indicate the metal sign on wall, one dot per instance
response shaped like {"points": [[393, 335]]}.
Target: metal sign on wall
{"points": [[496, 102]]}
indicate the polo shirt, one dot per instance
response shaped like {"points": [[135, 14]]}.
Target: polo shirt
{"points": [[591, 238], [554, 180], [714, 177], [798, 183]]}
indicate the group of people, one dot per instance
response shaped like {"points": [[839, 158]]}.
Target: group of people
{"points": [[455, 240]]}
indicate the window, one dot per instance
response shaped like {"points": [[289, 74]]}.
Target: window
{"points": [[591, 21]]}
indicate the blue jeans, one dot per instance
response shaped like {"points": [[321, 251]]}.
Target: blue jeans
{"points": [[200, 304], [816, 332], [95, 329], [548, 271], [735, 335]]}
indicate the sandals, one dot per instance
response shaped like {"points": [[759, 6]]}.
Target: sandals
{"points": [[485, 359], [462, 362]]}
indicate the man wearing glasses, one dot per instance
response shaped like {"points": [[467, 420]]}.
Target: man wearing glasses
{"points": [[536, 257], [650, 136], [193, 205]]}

Objective >>
Update all the records above by replacing "one dot per instance" with "one point per instance" everywhere it occurs, keeping every other line the same.

Correct response >>
indicate the metal sign on wall, one point per instance
response shaped like {"points": [[393, 335]]}.
Target: metal sign on wall
{"points": [[496, 102]]}
indicate the polo shirt, one point per instance
response shaped like {"points": [[135, 14]]}.
Target: polo shirt
{"points": [[591, 238], [554, 180], [714, 177], [798, 183]]}
indicate the group of people, one point per instance
response shaped like {"points": [[839, 158]]}.
Target: group of people
{"points": [[455, 240]]}
indicate the window, one point per instance
response shaped like {"points": [[289, 74]]}.
Target: window
{"points": [[591, 21]]}
indicate the blue jeans, one point per instance
response shaped like {"points": [[321, 251]]}.
Target: blue jeans
{"points": [[200, 304], [816, 332], [95, 329], [548, 271], [735, 335]]}
indicate the sandals, one point per instance
response shaped like {"points": [[759, 6]]}.
Target: sandals
{"points": [[485, 359], [462, 362]]}
indicate the man wearing glasses, one point per instance
response shaped like {"points": [[467, 420]]}.
Target: man wearing glasses
{"points": [[536, 257], [650, 136], [193, 205]]}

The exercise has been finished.